| What is asked |
Reproduce all of the data below word for word, leaving out the pictures.

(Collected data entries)
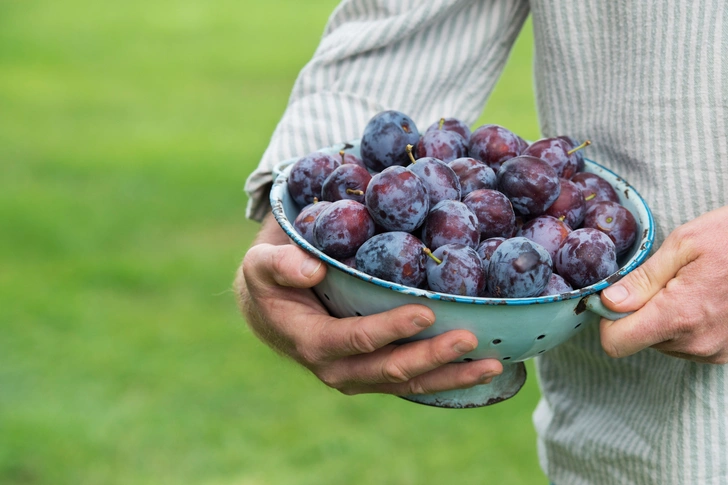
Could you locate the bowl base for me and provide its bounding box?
[401,362,526,409]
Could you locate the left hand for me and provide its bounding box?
[600,206,728,364]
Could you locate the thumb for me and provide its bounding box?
[602,238,689,312]
[243,244,326,290]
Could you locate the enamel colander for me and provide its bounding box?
[270,141,654,408]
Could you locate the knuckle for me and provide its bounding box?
[666,224,697,260]
[349,325,377,354]
[406,379,430,395]
[709,351,728,365]
[382,359,410,384]
[296,343,324,366]
[315,369,344,392]
[602,337,622,359]
[684,339,721,362]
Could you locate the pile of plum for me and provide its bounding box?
[288,111,637,298]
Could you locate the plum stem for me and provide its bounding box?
[422,248,442,264]
[566,140,591,155]
[405,144,415,163]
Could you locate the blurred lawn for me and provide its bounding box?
[0,0,545,485]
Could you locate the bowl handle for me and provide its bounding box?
[586,292,634,320]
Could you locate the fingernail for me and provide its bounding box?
[301,258,322,278]
[412,315,432,328]
[602,285,629,303]
[453,340,475,354]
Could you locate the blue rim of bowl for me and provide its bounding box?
[270,158,655,305]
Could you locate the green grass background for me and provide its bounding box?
[0,0,545,485]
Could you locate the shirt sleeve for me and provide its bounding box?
[245,0,528,220]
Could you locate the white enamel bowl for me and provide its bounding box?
[270,141,654,408]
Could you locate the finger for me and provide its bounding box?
[242,244,326,289]
[361,359,503,396]
[310,305,435,360]
[602,231,696,312]
[599,290,678,358]
[655,346,728,365]
[332,330,502,384]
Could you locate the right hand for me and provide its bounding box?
[235,225,503,395]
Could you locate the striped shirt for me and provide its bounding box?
[246,0,728,485]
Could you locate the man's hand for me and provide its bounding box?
[235,217,503,395]
[601,207,728,364]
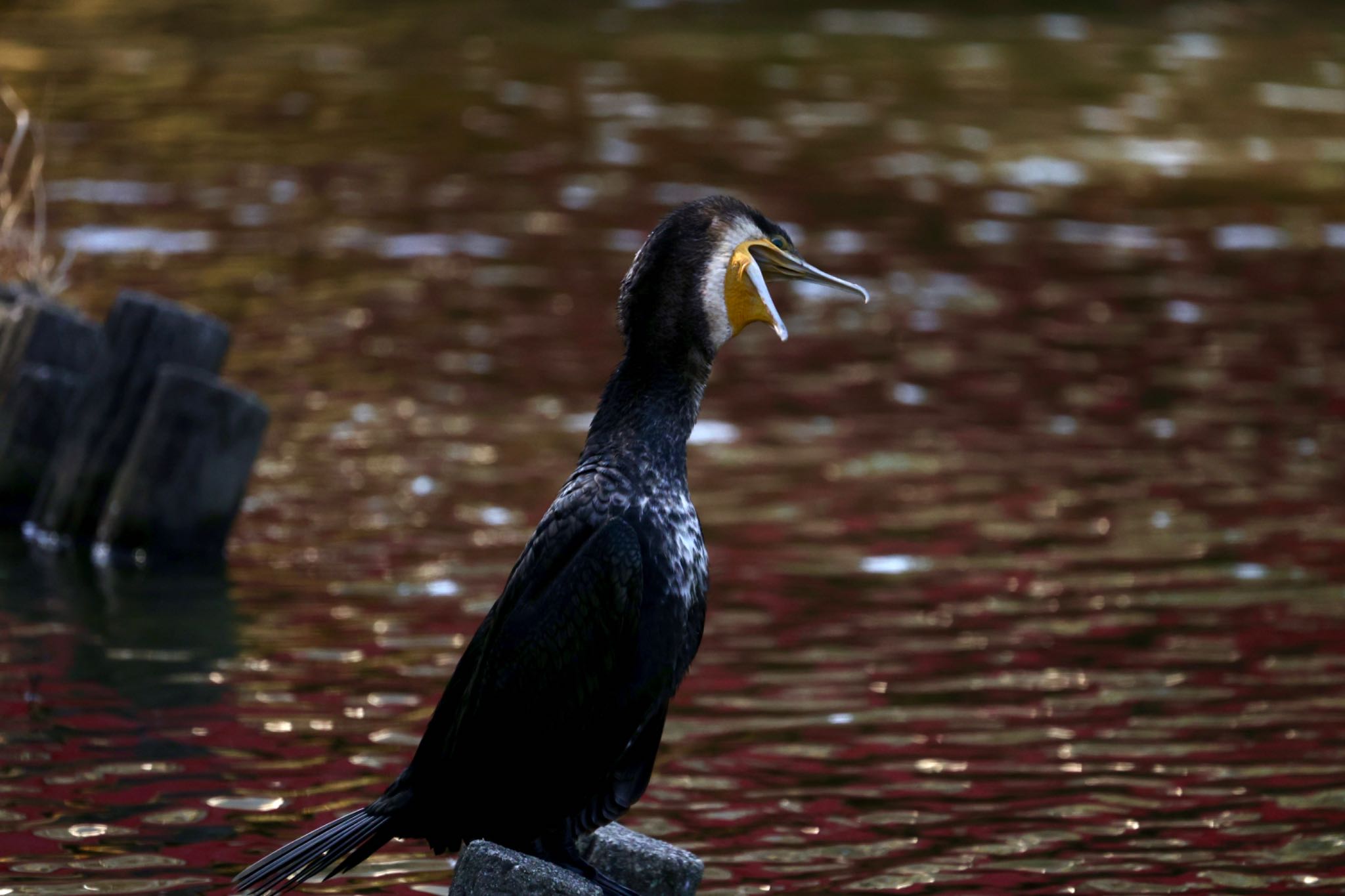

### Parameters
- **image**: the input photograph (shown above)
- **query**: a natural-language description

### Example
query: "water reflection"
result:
[0,3,1345,893]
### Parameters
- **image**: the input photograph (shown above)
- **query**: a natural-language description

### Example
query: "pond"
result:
[0,0,1345,896]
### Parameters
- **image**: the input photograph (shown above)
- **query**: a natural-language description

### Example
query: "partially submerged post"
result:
[94,364,269,566]
[0,364,85,525]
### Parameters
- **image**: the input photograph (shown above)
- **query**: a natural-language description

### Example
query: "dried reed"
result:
[0,81,70,295]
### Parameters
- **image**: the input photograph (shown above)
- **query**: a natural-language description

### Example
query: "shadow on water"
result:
[0,536,238,710]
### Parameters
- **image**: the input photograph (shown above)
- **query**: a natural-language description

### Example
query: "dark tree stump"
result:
[94,364,269,567]
[0,295,102,393]
[24,291,229,547]
[0,364,85,525]
[449,823,705,896]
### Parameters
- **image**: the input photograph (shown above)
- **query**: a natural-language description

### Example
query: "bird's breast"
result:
[638,488,709,605]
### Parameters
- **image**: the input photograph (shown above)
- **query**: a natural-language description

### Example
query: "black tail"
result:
[234,806,393,896]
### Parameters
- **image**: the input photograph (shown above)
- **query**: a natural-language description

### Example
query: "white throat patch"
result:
[701,216,765,348]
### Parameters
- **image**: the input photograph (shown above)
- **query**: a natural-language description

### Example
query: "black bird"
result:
[234,196,869,896]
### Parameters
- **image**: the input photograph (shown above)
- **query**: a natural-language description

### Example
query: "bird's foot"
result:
[525,840,642,896]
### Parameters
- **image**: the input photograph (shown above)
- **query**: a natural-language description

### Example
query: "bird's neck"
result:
[580,353,710,481]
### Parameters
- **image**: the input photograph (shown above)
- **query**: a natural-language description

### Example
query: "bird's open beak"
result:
[724,239,869,341]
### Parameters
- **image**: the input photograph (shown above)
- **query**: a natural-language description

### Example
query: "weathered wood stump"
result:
[449,825,705,896]
[0,364,85,525]
[0,298,104,525]
[24,291,229,547]
[94,364,269,567]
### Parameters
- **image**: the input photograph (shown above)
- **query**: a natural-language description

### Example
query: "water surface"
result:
[0,0,1345,896]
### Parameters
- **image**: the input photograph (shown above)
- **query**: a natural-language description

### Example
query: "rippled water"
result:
[0,0,1345,896]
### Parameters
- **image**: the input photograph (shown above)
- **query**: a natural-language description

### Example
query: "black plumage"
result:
[235,196,855,893]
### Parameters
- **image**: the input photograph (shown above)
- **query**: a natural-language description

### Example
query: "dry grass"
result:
[0,81,67,295]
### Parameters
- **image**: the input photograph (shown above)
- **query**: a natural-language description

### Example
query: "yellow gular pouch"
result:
[724,238,869,340]
[724,239,789,340]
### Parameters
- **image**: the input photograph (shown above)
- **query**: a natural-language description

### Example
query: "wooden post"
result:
[0,364,85,525]
[94,364,269,567]
[0,295,102,394]
[23,291,229,547]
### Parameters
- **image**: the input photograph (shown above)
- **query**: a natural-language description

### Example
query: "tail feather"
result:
[234,806,393,896]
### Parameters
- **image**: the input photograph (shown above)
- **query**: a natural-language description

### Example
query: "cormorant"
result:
[234,196,869,896]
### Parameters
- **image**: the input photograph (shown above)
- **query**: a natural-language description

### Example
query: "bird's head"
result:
[617,196,869,358]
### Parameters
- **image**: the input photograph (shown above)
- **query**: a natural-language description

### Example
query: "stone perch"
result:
[449,823,705,896]
[0,298,104,525]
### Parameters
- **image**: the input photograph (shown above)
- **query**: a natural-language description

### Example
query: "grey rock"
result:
[448,840,603,896]
[451,825,705,896]
[579,825,705,896]
[24,291,229,545]
[94,364,269,567]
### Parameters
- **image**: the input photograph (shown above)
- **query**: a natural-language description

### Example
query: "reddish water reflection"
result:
[0,3,1345,896]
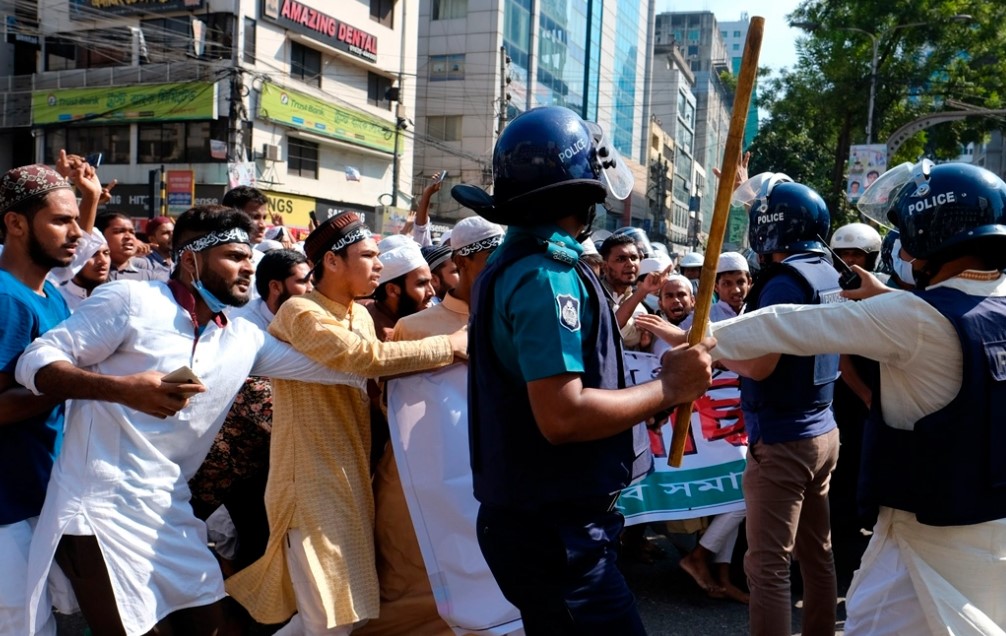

| Completed exercise |
Could you locate the bowl base for me and provide its bounding box?
[401,362,526,409]
Could you locate the left hand for me and provide its bounding box?
[600,206,728,364]
Could you locate the thumb for me and provide its bounding box?
[602,238,689,312]
[243,244,326,290]
Could you locate the enamel colander for me and provide its bounding box?
[270,141,654,408]
Could you locate the knuckle for me and provide its bounding box?
[666,224,697,260]
[349,325,377,354]
[406,379,430,395]
[709,351,728,365]
[382,359,410,384]
[296,343,324,366]
[315,369,344,392]
[602,337,622,359]
[684,339,721,362]
Could you locate the pile of plum for me and provide its bounding box?
[288,111,637,298]
Could you locate the plum stem for me and provide its bounding box?
[422,248,442,264]
[566,140,591,155]
[405,144,415,163]
Could you locate the blurred lawn for me and provide its bounding box?
[0,0,545,485]
Could you locate the bowl handle for me and provide its bounding box?
[586,292,634,320]
Could you locate the fingernail for me and provide its bounding box?
[301,258,322,278]
[412,315,432,328]
[602,285,629,303]
[453,340,475,354]
Could you locate the blue rim of bowl for me and provide its bounding box?
[270,158,655,305]
Could you locate the green grass background for me and provide its bounding box?
[0,0,545,485]
Could you locate the shirt sleeve for me and provide its bounding box?
[245,0,528,220]
Could you locate the white enamel bowl for me and provide its bounding box?
[270,141,654,408]
Could you locate the finger for me and provide its bounding box?
[242,244,326,289]
[361,359,503,396]
[310,305,435,360]
[602,231,696,312]
[599,290,678,358]
[655,346,728,365]
[332,330,502,384]
Could you locate the right hand for me and provide its bounding box?
[235,225,503,395]
Could you locate the striped shirt for me and provide its bounding box?
[246,0,728,485]
Could you locate the man's hand for me and provide its bounding box?
[235,217,503,395]
[601,207,728,364]

### Parameters
- **image**: the input photograph (shown above)
- **query**: a natural-language description

### Example
query: "water reflection"
result:
[0,3,1345,893]
### Parameters
- **image**: the input photograph (shown above)
- **query**: a natural-language description

### Example
query: "pond"
result:
[0,0,1345,896]
### Parameters
- **image**: the input photograph (shown above)
- **query**: a natural-language description

### Example
query: "partially submerged post"
result:
[94,364,269,566]
[0,364,85,525]
### Parameters
- **image**: the input photograph (shown above)
- **query**: a natural-language description

### Example
query: "dried reed"
result:
[0,81,70,295]
### Parameters
- **image**: the input photograph (shown above)
- **query**: a natural-language description

### Example
query: "shadow on water"
result:
[0,536,238,710]
### Parameters
- **image**: the input photograph (shown above)
- **query**: a natural-language description

### Example
query: "dark tree stump"
result:
[94,364,269,567]
[0,295,102,393]
[24,291,229,547]
[0,364,85,525]
[449,823,705,896]
### Parameters
- **image**: the input photograph (shown above)
- **query**: a natural-language description

### Example
query: "bird's breast"
result:
[638,488,709,605]
### Parameters
- **image**: the input photograph (shown above)
- **query**: a natural-language description

### Example
query: "black tail"
result:
[234,806,393,896]
### Parameters
- **image**: the input photograph (shown above)
- **query**: a natural-language description

### Example
query: "white throat patch"
result:
[701,216,765,348]
### Parameters
- **image**: the input photograph (shown above)
- **query**: a natural-language description

### Example
query: "black bird"
result:
[234,196,869,896]
### Parameters
- **image**: the input photograph (shown above)
- **query**: a natural-language description

### Example
query: "bird's foot"
result:
[525,840,642,896]
### Parameters
- **image**: the input photograph (shown above)
- **query**: a natural-language description

### Example
query: "bird's neck"
result:
[580,353,710,481]
### Parameters
- **image**: the input photograph (shown above)
- **query**: a natural-language description

### Example
query: "bird's open beak"
result:
[724,239,869,341]
### Parameters
- **image**: the input photograph (shown above)
- **query**: a natural-language description

### Example
query: "weathered wood stump"
result:
[449,825,705,896]
[0,364,85,525]
[0,298,104,525]
[24,291,229,547]
[94,364,269,567]
### Parameters
- **image**: the input photograph (shown above)
- **query**: a natural-language description

### Example
query: "water surface"
result:
[0,0,1345,896]
### Parameters
- **image**: the input photograph (shown above)
- **query**: a natural-language description

### Example
query: "rippled water"
result:
[0,0,1345,896]
### Parameters
- **image**: the input photograph (shown above)
- **query**: a natural-language description

### Example
query: "black plumage"
result:
[235,196,855,893]
### Parameters
- **image**: the input photograph (shown above)
- **query**: a natural-language description

### Example
query: "dry grass"
result:
[0,81,67,295]
### Parameters
- **image**: the input photograph (shown above)
- **query**: a natural-language description

### Example
query: "yellow gular pouch"
result:
[724,238,869,340]
[724,239,789,340]
### Parameters
- **image**: the input photograph (shown above)
- **query**: a natural-language description

### Example
query: "wooden post"
result:
[0,364,85,525]
[94,364,269,567]
[0,295,102,394]
[23,291,229,547]
### Parameters
- **image**: the input photograph (shown above)
- **query**: a natural-language description

### Example
query: "tail feather"
result:
[234,806,393,896]
### Parameters
- **image**: the input photograph (shown above)
- **query**: a natural-language description

### Example
query: "cormorant"
result:
[234,196,869,896]
### Parameters
- **image**: the input photograph (shown above)
- **query**: a natural-language description

### Example
query: "bird's head"
result:
[617,196,869,358]
### Parameters
- **image**: the input photograph (shown above)
- **query**: a natural-language description

### Example
query: "stone perch"
result:
[449,823,705,896]
[0,298,104,525]
### Parameters
- **image**: the input photograph (shown above)
- **query**: a natural-language description

### Example
query: "grey rock"
result:
[448,840,603,896]
[451,825,705,896]
[579,825,705,896]
[24,291,229,545]
[94,364,269,567]
### Parameters
- **image**: the input photograph (shown above)
- **query**: a natural-language description

### Example
query: "reddish water reflection"
result:
[0,3,1345,896]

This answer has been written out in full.